• [SET TASK]: Output the listing below line for line and unchanged, but leave out the pictures.
===== SUPPLIED MATERIAL
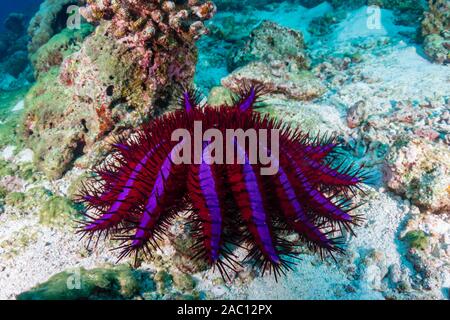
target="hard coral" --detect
[81,0,216,85]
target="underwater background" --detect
[0,0,450,299]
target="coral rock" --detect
[228,21,309,71]
[385,139,450,213]
[422,0,450,64]
[222,62,326,100]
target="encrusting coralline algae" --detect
[0,0,450,299]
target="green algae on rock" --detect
[228,20,310,71]
[402,230,429,250]
[30,23,94,78]
[17,265,144,300]
[21,0,215,179]
[5,192,27,209]
[384,138,450,212]
[422,0,450,64]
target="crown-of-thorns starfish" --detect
[75,85,367,276]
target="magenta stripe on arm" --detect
[198,149,222,261]
[236,144,280,263]
[131,148,172,247]
[285,151,352,221]
[85,144,159,231]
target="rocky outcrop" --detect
[422,0,450,64]
[384,138,450,213]
[222,21,325,100]
[21,1,215,179]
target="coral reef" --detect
[222,21,325,100]
[228,21,309,72]
[422,0,450,64]
[81,0,216,86]
[222,62,326,100]
[385,138,450,212]
[21,1,215,179]
[30,24,93,79]
[80,86,365,279]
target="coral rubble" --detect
[422,0,450,64]
[21,0,215,178]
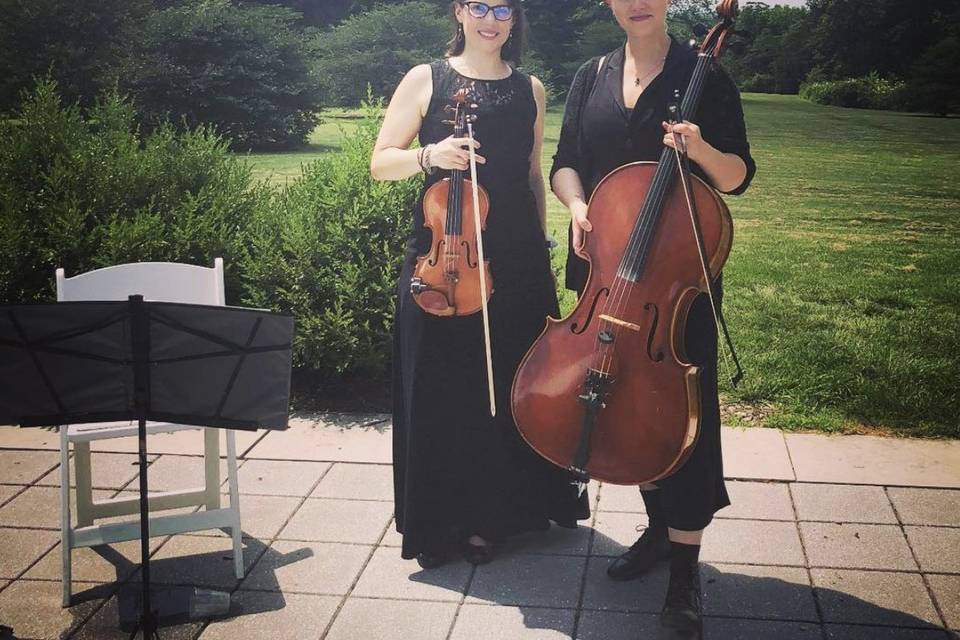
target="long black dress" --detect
[550,41,756,531]
[393,60,588,558]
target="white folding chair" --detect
[57,258,243,607]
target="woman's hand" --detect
[430,136,487,171]
[662,120,712,162]
[570,199,593,258]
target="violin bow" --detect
[467,120,497,416]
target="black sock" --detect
[640,489,667,533]
[670,540,700,575]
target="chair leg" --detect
[226,431,243,580]
[60,425,73,607]
[68,442,93,527]
[203,427,220,511]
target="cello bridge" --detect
[600,313,641,333]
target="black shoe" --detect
[417,553,447,569]
[460,540,494,565]
[607,528,670,580]
[660,565,703,640]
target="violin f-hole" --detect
[643,302,663,362]
[427,240,446,267]
[460,240,478,269]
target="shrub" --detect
[120,0,320,149]
[244,92,421,380]
[0,80,266,302]
[800,72,904,109]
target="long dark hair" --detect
[447,0,527,67]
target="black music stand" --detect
[0,296,293,639]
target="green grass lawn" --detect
[242,94,960,437]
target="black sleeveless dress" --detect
[393,60,588,558]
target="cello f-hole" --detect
[643,302,663,362]
[460,240,479,269]
[570,287,610,335]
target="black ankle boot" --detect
[660,542,703,640]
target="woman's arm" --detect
[529,76,547,237]
[370,64,433,180]
[663,121,747,193]
[551,167,593,258]
[550,58,597,257]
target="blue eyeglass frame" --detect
[460,2,513,22]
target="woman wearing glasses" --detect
[371,0,587,568]
[550,0,756,638]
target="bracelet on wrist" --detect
[422,144,437,176]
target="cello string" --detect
[597,54,709,373]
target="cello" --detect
[511,0,742,489]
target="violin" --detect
[511,0,739,490]
[410,89,497,416]
[410,89,493,316]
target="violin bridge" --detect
[600,313,640,333]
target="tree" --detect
[723,4,813,93]
[121,0,320,149]
[0,0,152,111]
[316,1,453,105]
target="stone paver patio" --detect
[0,415,960,640]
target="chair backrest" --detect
[57,258,226,306]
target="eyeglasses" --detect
[460,2,513,22]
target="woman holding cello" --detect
[551,0,756,638]
[370,0,587,568]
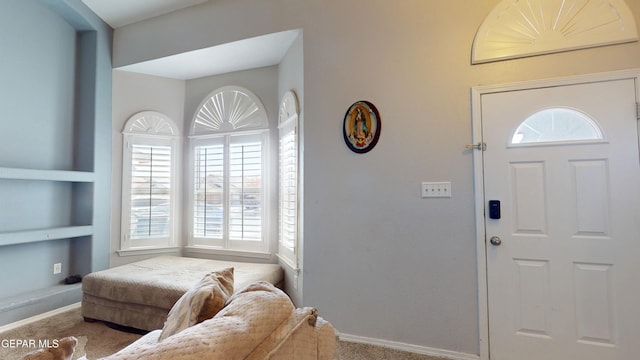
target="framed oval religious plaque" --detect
[342,101,381,154]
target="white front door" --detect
[480,77,640,360]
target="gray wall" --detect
[0,0,112,324]
[114,0,640,354]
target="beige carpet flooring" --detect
[0,307,442,360]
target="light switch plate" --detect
[420,181,451,198]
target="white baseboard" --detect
[338,333,480,360]
[0,302,81,333]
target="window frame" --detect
[118,111,181,256]
[187,129,269,253]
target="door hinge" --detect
[465,142,487,151]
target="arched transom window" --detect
[189,86,269,252]
[511,107,604,145]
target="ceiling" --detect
[82,0,208,29]
[82,0,300,80]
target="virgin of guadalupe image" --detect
[349,107,373,148]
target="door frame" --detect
[471,69,640,360]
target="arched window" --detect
[511,108,604,145]
[189,86,269,252]
[121,111,180,251]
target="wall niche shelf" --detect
[0,225,93,246]
[0,167,94,183]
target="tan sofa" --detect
[96,282,336,360]
[82,256,284,331]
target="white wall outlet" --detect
[420,181,451,198]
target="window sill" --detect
[116,246,181,256]
[184,246,273,260]
[276,254,300,275]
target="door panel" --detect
[481,79,640,360]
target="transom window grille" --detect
[190,87,268,251]
[121,111,179,250]
[511,108,604,144]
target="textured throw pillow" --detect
[158,268,233,341]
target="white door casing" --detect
[473,73,640,360]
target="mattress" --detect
[82,256,284,330]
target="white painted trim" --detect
[471,69,640,360]
[0,302,81,334]
[338,333,480,360]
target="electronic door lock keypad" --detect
[489,200,500,219]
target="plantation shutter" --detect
[229,136,263,241]
[193,135,264,246]
[193,144,225,239]
[280,126,298,251]
[129,145,172,240]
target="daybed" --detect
[97,282,336,360]
[82,256,284,330]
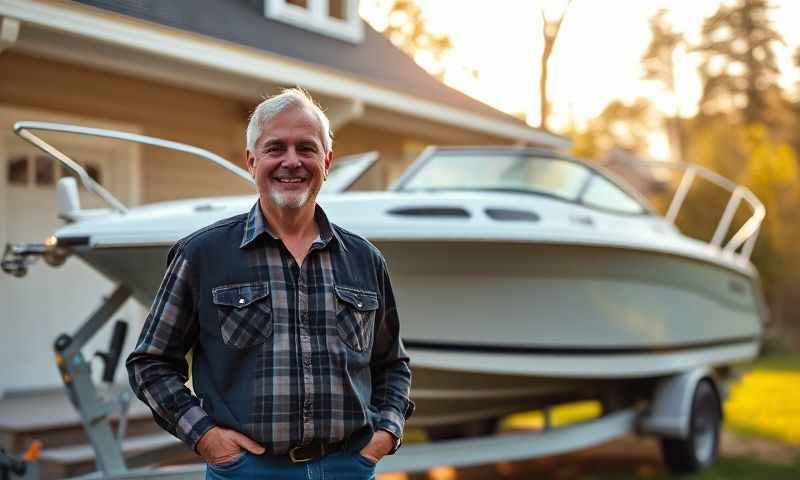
==========
• [CORRECT OUTPUT]:
target="hard coral" --detect
[81,0,216,85]
target="underwater background" --detect
[0,0,450,299]
target="coral rock" --detect
[228,21,309,71]
[385,139,450,213]
[422,0,450,64]
[222,62,326,100]
target="encrusting coralline algae" --detect
[0,0,450,299]
target="green algae on rock" --detect
[228,20,310,71]
[402,230,429,250]
[30,23,94,78]
[17,265,144,300]
[21,0,215,179]
[5,192,27,209]
[384,138,450,212]
[422,0,450,64]
target="crown-of-thorns starfish" --detect
[75,85,367,276]
target="magenta stripe on arm" --detect
[198,149,222,261]
[236,144,280,263]
[131,148,172,247]
[285,151,352,221]
[85,144,159,231]
target="rocky outcrop" --detect
[422,0,450,64]
[384,138,450,213]
[222,21,325,100]
[21,1,215,179]
target="coral reef" --detect
[222,21,325,100]
[228,21,309,72]
[422,0,450,64]
[81,0,216,86]
[222,62,326,100]
[385,138,450,212]
[21,1,215,179]
[30,24,93,79]
[80,86,365,279]
target="coral rubble" --detect
[422,0,450,64]
[21,0,215,178]
target="long black dress" --detect
[550,41,756,531]
[393,60,588,558]
target="white folding chair" --detect
[57,258,243,607]
target="woman's hand" --detect
[430,136,487,171]
[662,120,712,162]
[570,199,593,258]
target="violin bow" --detect
[467,120,497,416]
target="black sock" --detect
[640,489,667,533]
[670,540,700,575]
target="chair leg" --detect
[226,431,243,580]
[60,425,73,607]
[68,442,93,527]
[203,427,220,511]
target="cello bridge" --detect
[600,313,641,333]
target="black shoe" --detect
[417,553,447,569]
[460,540,494,565]
[607,528,670,580]
[660,565,703,640]
target="violin f-hole" --detect
[643,302,663,362]
[427,240,446,267]
[460,240,478,269]
target="shrub" --detect
[120,0,320,149]
[244,92,421,380]
[0,80,266,302]
[800,72,904,109]
target="long dark hair" --detect
[447,0,527,67]
target="black music stand" --detect
[0,296,293,639]
target="green grass lawn" --detect
[242,94,960,437]
target="black sleeveless dress" --detect
[393,60,588,558]
target="cello f-hole" --detect
[643,302,663,362]
[460,240,479,269]
[570,287,610,335]
target="black ankle boot" --detect
[660,542,703,640]
target="woman's arm" --detect
[529,76,547,237]
[370,64,433,180]
[663,121,747,193]
[551,167,593,258]
[550,58,597,257]
target="blue eyeglass frame" --detect
[460,2,513,22]
target="woman wearing glasses" --detect
[371,0,587,568]
[550,0,756,638]
target="bracelet on wrist" --detect
[422,144,437,176]
target="cello string" --detect
[597,54,709,373]
target="cello" --detect
[511,0,742,489]
target="violin" --detect
[511,0,739,490]
[410,89,497,416]
[410,89,493,316]
target="violin bridge" --detect
[600,313,640,333]
target="tree" --detect
[723,4,813,93]
[121,0,320,149]
[0,0,152,111]
[316,1,453,105]
target="stone paver patio" --detect
[0,415,960,640]
target="chair backrest" --detect
[57,258,226,306]
target="eyeglasses" --detect
[460,2,513,22]
target="woman holding cello" --detect
[551,0,756,638]
[370,0,587,568]
target="framed oval religious plaque" --detect
[342,101,381,154]
target="white front door" --detect
[480,77,640,360]
target="gray wall" --detect
[0,0,112,324]
[114,0,640,354]
target="beige carpet flooring" --detect
[0,307,442,360]
target="light switch plate" --detect
[420,181,451,198]
target="white baseboard" --detect
[338,333,480,360]
[0,302,81,333]
target="window frame" --detect
[118,111,181,256]
[187,129,269,253]
target="door hinge" --detect
[465,142,487,151]
target="arched transom window" --detect
[189,86,269,252]
[511,107,604,145]
target="ceiling" --detect
[82,0,208,29]
[82,0,300,80]
target="virgin of guadalupe image" --detect
[349,107,373,148]
target="door frame" --detect
[471,69,640,360]
target="arched window" --detect
[511,108,604,145]
[189,86,269,252]
[121,111,180,251]
target="wall niche shelf" --detect
[0,225,93,246]
[0,167,94,183]
target="tan sofa" --detect
[96,282,336,360]
[82,256,284,331]
target="white wall outlet" --detect
[420,181,451,198]
target="window sill" --detect
[116,246,181,256]
[184,246,273,260]
[276,254,300,275]
target="door panel" --detect
[481,79,640,360]
target="transom window grille" --detect
[190,87,268,251]
[121,111,179,250]
[511,108,604,144]
target="textured throw pillow" --detect
[158,268,233,341]
target="white door casing" --detect
[473,73,640,360]
target="mattress" --detect
[82,256,284,330]
target="white painted trim" --detect
[471,69,640,360]
[0,302,81,334]
[338,333,480,360]
target="electronic door lock keypad" --detect
[489,200,500,219]
target="plantation shutter" --detect
[229,136,263,241]
[193,135,264,246]
[193,144,225,239]
[280,126,298,251]
[129,145,172,240]
target="daybed" --detect
[97,282,336,360]
[82,256,284,330]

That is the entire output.